** begin **

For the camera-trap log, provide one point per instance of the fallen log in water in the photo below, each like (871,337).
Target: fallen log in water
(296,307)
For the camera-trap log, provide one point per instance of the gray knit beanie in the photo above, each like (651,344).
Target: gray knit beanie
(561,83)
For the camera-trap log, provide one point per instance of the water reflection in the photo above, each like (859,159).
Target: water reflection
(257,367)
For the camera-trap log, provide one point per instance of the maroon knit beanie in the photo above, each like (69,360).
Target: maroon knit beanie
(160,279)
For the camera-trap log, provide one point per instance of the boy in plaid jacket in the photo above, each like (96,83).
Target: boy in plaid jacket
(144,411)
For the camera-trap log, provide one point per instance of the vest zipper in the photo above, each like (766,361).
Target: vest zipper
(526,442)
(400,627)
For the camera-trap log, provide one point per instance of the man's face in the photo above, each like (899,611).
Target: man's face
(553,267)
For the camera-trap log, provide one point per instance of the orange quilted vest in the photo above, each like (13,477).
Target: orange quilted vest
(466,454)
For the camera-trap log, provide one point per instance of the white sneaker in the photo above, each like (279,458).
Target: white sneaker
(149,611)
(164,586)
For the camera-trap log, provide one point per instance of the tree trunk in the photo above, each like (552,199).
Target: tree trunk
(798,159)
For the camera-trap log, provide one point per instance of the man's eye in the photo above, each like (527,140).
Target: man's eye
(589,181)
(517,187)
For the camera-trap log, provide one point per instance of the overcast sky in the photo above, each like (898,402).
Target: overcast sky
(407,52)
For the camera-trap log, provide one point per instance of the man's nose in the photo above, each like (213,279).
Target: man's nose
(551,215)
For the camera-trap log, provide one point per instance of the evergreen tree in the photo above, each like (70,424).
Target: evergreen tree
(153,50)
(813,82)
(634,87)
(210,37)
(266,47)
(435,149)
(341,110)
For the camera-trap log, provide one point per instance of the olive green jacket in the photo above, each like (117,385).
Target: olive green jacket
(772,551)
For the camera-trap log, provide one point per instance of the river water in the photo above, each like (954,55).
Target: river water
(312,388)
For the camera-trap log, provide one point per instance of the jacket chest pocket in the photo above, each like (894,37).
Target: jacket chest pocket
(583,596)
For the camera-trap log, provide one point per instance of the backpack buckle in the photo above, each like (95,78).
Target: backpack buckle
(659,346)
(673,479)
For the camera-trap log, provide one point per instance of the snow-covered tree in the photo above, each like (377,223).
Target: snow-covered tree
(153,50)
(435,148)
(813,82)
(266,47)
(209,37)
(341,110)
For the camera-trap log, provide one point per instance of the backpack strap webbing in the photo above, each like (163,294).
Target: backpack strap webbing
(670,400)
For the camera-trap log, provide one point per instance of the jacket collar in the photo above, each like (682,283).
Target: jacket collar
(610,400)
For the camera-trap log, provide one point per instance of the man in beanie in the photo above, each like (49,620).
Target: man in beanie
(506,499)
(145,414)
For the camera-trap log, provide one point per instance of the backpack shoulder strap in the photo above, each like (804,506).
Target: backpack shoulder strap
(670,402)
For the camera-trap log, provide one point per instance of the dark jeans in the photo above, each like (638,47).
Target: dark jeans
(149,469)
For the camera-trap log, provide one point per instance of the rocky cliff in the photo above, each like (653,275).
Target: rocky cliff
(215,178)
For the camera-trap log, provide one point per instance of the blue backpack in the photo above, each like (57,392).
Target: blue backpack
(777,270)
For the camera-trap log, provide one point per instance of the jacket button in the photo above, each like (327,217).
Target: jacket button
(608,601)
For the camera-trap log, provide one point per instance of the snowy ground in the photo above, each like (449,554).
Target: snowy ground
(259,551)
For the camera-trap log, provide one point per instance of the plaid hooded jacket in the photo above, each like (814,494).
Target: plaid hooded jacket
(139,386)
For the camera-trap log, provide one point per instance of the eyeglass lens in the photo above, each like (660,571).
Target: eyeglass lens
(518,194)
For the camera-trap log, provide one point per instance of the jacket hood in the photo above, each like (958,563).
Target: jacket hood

** end **

| To do |
Convert all the items above into a numbered list, leaving out any blank lines.

| Expected output |
1. For the camera-trap log, provide one point per instance of the fallen log in water in the photo below, each like (871,337).
2. Target: fallen log in water
3. (296,307)
4. For the camera-trap log, provide one point per instance of the gray knit beanie in the photo above, each like (651,344).
5. Target: gray knit beanie
6. (561,83)
7. For the camera-trap log, provide one point per instance of the water reflection in the photo above, each like (859,159).
8. Target: water reflection
9. (257,367)
10. For the camera-trap log, provide one point per instance of the maroon knit beanie in the photo above, each like (69,360).
11. Target: maroon knit beanie
12. (160,279)
13. For the camera-trap log, provide one point per instance of the boy in plaid jacket in the photo above, each like (96,83).
14. Target: boy in plaid jacket
15. (144,411)
16. For the camera-trap log, provide one point per instance of the vest zipper in the photo above, each like (766,361).
17. Target: vest zipper
18. (526,442)
19. (400,627)
20. For the camera-trap log, provide one point per instance of the man's face in the photo above, each like (899,611).
21. Target: man's face
22. (553,267)
23. For the camera-trap log, provide one point per instance of the orange quilted vest in the photo above, each like (13,477).
24. Target: orange quilted vest
25. (466,454)
26. For the camera-trap log, provide one point per instance of the white sneaker in the photo above, each like (279,458).
27. Target: white sneaker
28. (149,611)
29. (164,586)
30. For the camera-trap log, provide one point per instance of the tree trunk in the photo above, each like (552,199).
31. Target: tree trunk
32. (798,159)
33. For the camera-trap log, provide one point per instance of the man's eye in the photo above, each like (527,140).
34. Target: man's eye
35. (589,181)
36. (517,187)
37. For the camera-trap log, provide one point per instance of the overcast sky in the photo above, each like (898,402).
38. Target: overcast sky
39. (407,52)
40. For the camera-trap log, provide one point per instance of the man's nose in the photo above, each like (213,279).
41. Target: man's nose
42. (551,215)
43. For the camera-trap log, provide one point per instance of the evergreen tree in the photo above, each like (70,424).
44. Target: evergreen tree
45. (153,50)
46. (813,82)
47. (634,87)
48. (210,37)
49. (266,47)
50. (435,149)
51. (341,110)
52. For the camera-trap log, provide one point per instance of the olive green jacket in the photo above, each like (117,385).
53. Target: olive green jacket
54. (772,551)
55. For the camera-trap log, provide one point per instance of the river water in the photo above, each like (954,55).
56. Target: river water
57. (312,388)
58. For the camera-trap log, provide one point per instance of the jacket chest pocket in the photo above, each like (894,37).
59. Target: jacket chest pocket
60. (583,596)
61. For the camera-trap log, provide one point per instance of the backpack buckle in the photo above, each like (95,78).
62. Target: backpack buckle
63. (659,346)
64. (673,479)
65. For the camera-trap log, provide one point per instance of the snow-covered tree in the photo above, each like (377,223).
66. Target: snow-covered tree
67. (153,50)
68. (435,148)
69. (813,82)
70. (266,47)
71. (209,37)
72. (341,110)
73. For the camera-trap log, provide one point per instance of the backpack strap webbing in the photo above, each like (163,294).
74. Target: backpack strap webbing
75. (670,400)
76. For the camera-trap log, provide one point per instance of the jacket collar in the photo above, each like (682,283).
77. Target: jacket collar
78. (610,400)
79. For the camera-trap log, provide one point per instance of the man in beanie in the photo above, each like (49,620).
80. Target: man in beanie
81. (506,499)
82. (145,414)
83. For the camera-trap log, provide one point per instance of the backpack shoulder strap in the photo above, each like (804,506).
84. Target: backpack shoulder strap
85. (670,402)
86. For the camera-trap log, provide one point per instance of the dark jeans in the photo above, each like (638,47).
87. Target: dark jeans
88. (149,469)
89. For the camera-trap log, provide one point per instance of the rocky cliff in the photo above, each like (653,275).
90. Target: rocky cliff
91. (215,178)
92. For the camera-trap log, provide one point per instance of the blue backpack in the photo above, each like (57,392).
93. Target: blue backpack
94. (777,270)
95. For the camera-trap log, provide one point per instance of the jacket button in the photo above, each like (327,217).
96. Target: jacket button
97. (608,601)
98. For the camera-trap log, provide one point per instance of the snowy ground in the photo above, each like (449,554).
99. Target: snowy ground
100. (259,551)
101. For the camera-trap log, provide one point per instance of the plaid hooded jacket in the photo above, each like (814,494).
102. Target: plaid hooded jacket
103. (139,386)
104. For the camera-trap log, provide one point per instance of the eyeglass lens in the photo above, each like (660,571).
105. Target: eyeglass lens
106. (518,194)
107. For the camera-trap log, provide one point per instance of the jacket hood in the photo above, each like (958,563).
108. Target: jacket hood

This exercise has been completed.